# CHALLENGE
State how many lines of the entries below contain the string "yellow". Case counts.

══ RECORDS SHOWN ══

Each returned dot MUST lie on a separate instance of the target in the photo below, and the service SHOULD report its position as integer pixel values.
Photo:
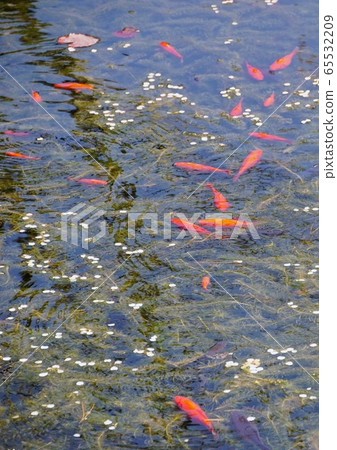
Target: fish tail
(216, 436)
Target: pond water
(99, 336)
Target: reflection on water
(95, 344)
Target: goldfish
(200, 167)
(89, 181)
(205, 282)
(247, 430)
(36, 96)
(126, 32)
(73, 86)
(269, 137)
(250, 161)
(189, 226)
(16, 133)
(194, 412)
(269, 100)
(224, 223)
(168, 47)
(219, 200)
(254, 72)
(283, 62)
(21, 155)
(217, 351)
(237, 110)
(77, 40)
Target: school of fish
(194, 412)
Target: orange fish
(269, 100)
(168, 47)
(237, 110)
(36, 96)
(254, 72)
(16, 133)
(205, 282)
(91, 181)
(269, 137)
(224, 223)
(21, 155)
(200, 167)
(250, 161)
(189, 226)
(73, 86)
(194, 412)
(283, 62)
(219, 200)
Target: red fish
(237, 110)
(200, 167)
(219, 200)
(250, 161)
(269, 100)
(269, 137)
(16, 133)
(91, 181)
(168, 47)
(126, 32)
(21, 155)
(194, 412)
(224, 223)
(254, 72)
(283, 62)
(73, 86)
(205, 282)
(189, 226)
(37, 97)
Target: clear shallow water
(164, 107)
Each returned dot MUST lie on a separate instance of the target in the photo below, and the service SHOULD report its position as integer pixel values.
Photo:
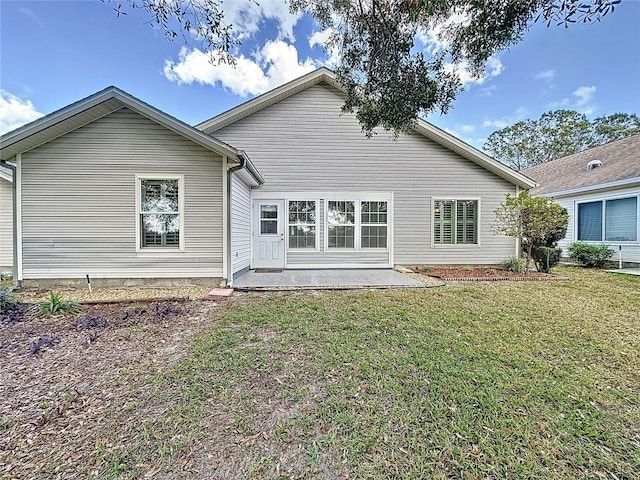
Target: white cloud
(545, 76)
(276, 63)
(434, 39)
(493, 68)
(15, 112)
(584, 95)
(581, 103)
(320, 38)
(246, 16)
(508, 120)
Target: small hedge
(590, 255)
(546, 258)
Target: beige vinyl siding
(240, 224)
(78, 202)
(303, 143)
(6, 226)
(630, 250)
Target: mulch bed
(481, 274)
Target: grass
(510, 380)
(472, 380)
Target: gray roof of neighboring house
(620, 166)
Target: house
(113, 188)
(600, 188)
(6, 219)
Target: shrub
(56, 306)
(11, 312)
(514, 264)
(589, 255)
(546, 258)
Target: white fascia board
(125, 100)
(176, 125)
(453, 143)
(627, 182)
(6, 174)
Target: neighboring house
(6, 219)
(113, 188)
(600, 188)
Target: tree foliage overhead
(390, 78)
(557, 134)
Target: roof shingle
(620, 161)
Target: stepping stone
(219, 294)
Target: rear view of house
(113, 188)
(600, 188)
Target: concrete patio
(325, 279)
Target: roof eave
(22, 133)
(627, 182)
(453, 143)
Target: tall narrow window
(590, 221)
(341, 224)
(621, 220)
(373, 224)
(160, 224)
(302, 224)
(455, 222)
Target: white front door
(268, 233)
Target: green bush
(56, 306)
(589, 255)
(546, 258)
(514, 264)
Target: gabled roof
(324, 75)
(6, 173)
(96, 106)
(568, 175)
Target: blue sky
(53, 53)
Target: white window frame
(317, 223)
(357, 241)
(438, 198)
(603, 200)
(138, 197)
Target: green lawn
(474, 380)
(498, 380)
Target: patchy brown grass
(479, 380)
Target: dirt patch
(65, 381)
(480, 273)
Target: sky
(53, 53)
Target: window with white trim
(614, 220)
(341, 220)
(373, 224)
(455, 222)
(159, 213)
(302, 224)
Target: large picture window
(159, 213)
(455, 222)
(341, 218)
(613, 220)
(302, 224)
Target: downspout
(14, 197)
(230, 172)
(518, 236)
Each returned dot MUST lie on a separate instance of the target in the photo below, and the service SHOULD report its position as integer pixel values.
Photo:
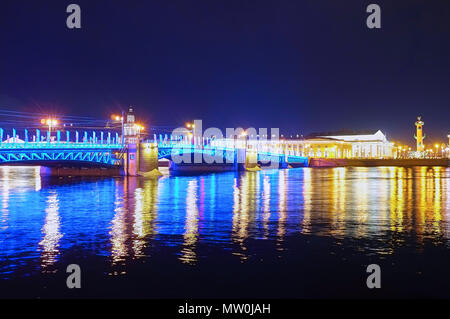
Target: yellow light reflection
(188, 254)
(51, 230)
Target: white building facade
(373, 145)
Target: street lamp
(50, 123)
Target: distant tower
(419, 135)
(129, 127)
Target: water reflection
(124, 219)
(49, 244)
(188, 254)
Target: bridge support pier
(141, 160)
(79, 171)
(247, 160)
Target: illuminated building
(373, 145)
(322, 147)
(419, 135)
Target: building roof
(377, 136)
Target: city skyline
(302, 67)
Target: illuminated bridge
(107, 153)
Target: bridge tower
(419, 134)
(131, 141)
(141, 158)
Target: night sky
(302, 66)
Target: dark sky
(302, 66)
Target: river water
(304, 232)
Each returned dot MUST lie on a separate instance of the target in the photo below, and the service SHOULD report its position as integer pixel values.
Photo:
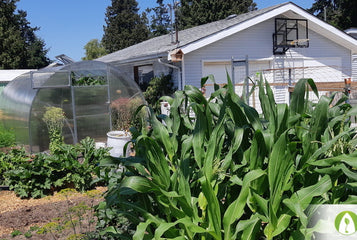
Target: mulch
(21, 214)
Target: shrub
(230, 173)
(159, 86)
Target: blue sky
(67, 25)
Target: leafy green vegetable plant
(88, 80)
(229, 172)
(68, 166)
(7, 137)
(54, 118)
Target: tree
(19, 45)
(160, 20)
(125, 27)
(94, 49)
(339, 13)
(193, 13)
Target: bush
(10, 160)
(230, 173)
(158, 87)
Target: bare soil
(25, 214)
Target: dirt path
(21, 214)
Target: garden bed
(25, 214)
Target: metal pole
(232, 73)
(247, 79)
(75, 135)
(109, 101)
(289, 84)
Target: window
(142, 75)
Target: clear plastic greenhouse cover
(94, 97)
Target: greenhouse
(95, 98)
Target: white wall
(256, 42)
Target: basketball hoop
(300, 42)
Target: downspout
(174, 67)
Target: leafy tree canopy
(94, 49)
(125, 27)
(160, 19)
(193, 13)
(340, 13)
(19, 45)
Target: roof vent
(231, 16)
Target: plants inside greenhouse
(83, 90)
(232, 173)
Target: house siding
(354, 68)
(323, 60)
(256, 43)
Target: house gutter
(174, 67)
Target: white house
(283, 42)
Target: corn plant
(228, 172)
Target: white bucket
(117, 140)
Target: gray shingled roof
(160, 46)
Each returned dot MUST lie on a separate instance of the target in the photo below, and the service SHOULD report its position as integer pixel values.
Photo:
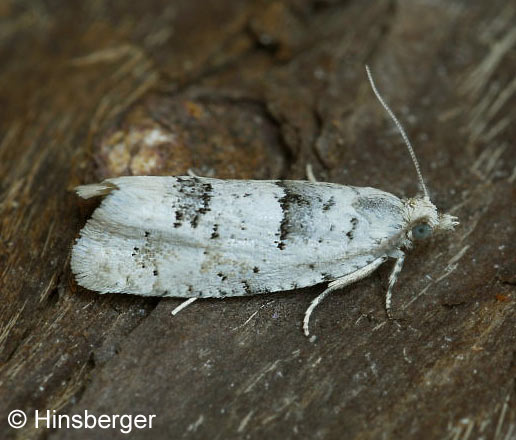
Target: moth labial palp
(202, 237)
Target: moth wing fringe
(95, 189)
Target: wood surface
(258, 89)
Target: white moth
(195, 237)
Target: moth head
(423, 220)
(421, 215)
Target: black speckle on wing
(194, 201)
(290, 203)
(351, 232)
(329, 203)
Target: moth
(195, 237)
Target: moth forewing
(195, 237)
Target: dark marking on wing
(194, 201)
(329, 203)
(378, 205)
(326, 276)
(354, 223)
(290, 201)
(247, 287)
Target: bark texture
(257, 89)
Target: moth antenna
(402, 132)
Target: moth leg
(182, 306)
(337, 284)
(310, 173)
(392, 280)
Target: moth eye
(421, 231)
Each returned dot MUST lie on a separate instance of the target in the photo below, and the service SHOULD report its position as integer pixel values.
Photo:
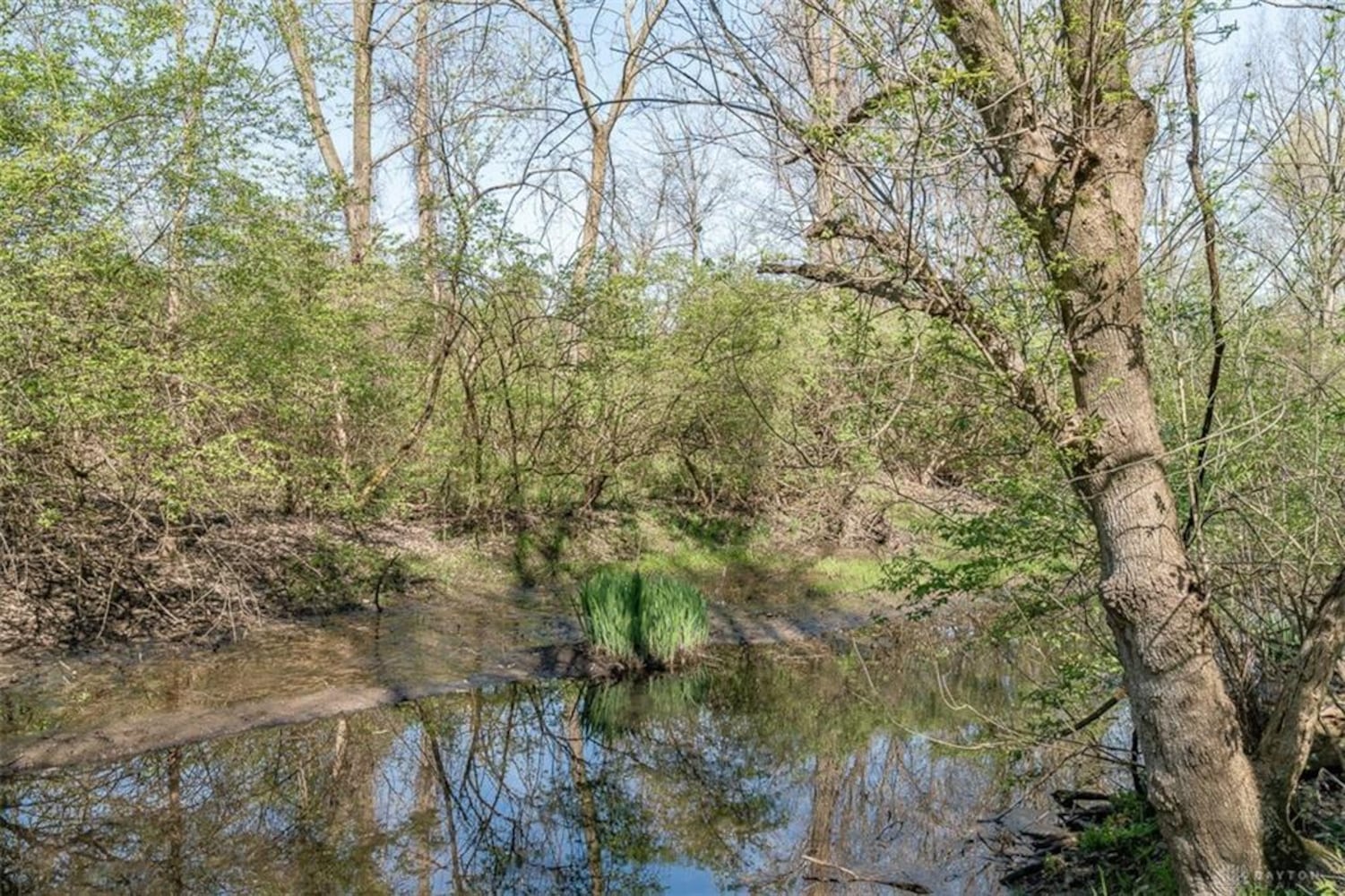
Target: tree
(1059, 129)
(356, 190)
(600, 115)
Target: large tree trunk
(361, 199)
(1200, 780)
(592, 228)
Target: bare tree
(1306, 174)
(1054, 120)
(356, 190)
(600, 113)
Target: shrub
(643, 620)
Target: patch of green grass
(671, 619)
(845, 574)
(1129, 849)
(608, 607)
(638, 619)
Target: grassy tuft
(673, 619)
(608, 609)
(650, 620)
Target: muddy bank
(115, 707)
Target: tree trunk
(361, 198)
(1200, 782)
(593, 206)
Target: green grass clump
(673, 619)
(643, 620)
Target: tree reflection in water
(754, 774)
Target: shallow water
(765, 771)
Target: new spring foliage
(638, 619)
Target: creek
(786, 769)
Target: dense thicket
(266, 262)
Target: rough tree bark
(1076, 179)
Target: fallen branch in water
(854, 877)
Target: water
(765, 771)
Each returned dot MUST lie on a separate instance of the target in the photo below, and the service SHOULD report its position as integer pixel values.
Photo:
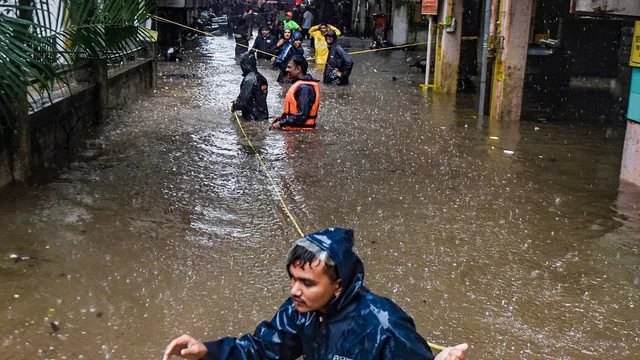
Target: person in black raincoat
(252, 100)
(330, 315)
(289, 50)
(266, 43)
(339, 64)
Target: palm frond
(39, 36)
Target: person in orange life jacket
(266, 43)
(339, 64)
(302, 100)
(294, 48)
(252, 100)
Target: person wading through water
(252, 100)
(329, 315)
(318, 32)
(339, 64)
(294, 48)
(302, 101)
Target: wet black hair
(302, 62)
(303, 257)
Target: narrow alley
(513, 237)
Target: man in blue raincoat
(339, 64)
(330, 315)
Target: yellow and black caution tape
(272, 55)
(261, 160)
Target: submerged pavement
(514, 238)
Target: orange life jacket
(291, 105)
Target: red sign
(429, 7)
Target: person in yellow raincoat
(322, 50)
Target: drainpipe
(485, 56)
(492, 41)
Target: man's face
(311, 287)
(293, 70)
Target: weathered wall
(52, 132)
(400, 25)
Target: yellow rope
(273, 183)
(264, 165)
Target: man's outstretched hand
(186, 347)
(453, 353)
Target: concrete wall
(400, 23)
(52, 133)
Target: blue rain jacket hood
(356, 325)
(339, 244)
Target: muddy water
(516, 238)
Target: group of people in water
(283, 45)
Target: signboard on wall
(606, 7)
(429, 7)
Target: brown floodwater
(514, 237)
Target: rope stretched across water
(261, 160)
(273, 183)
(283, 203)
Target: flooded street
(515, 238)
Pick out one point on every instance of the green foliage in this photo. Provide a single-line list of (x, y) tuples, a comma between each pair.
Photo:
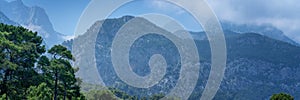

═══

# CORRECT RESULT
4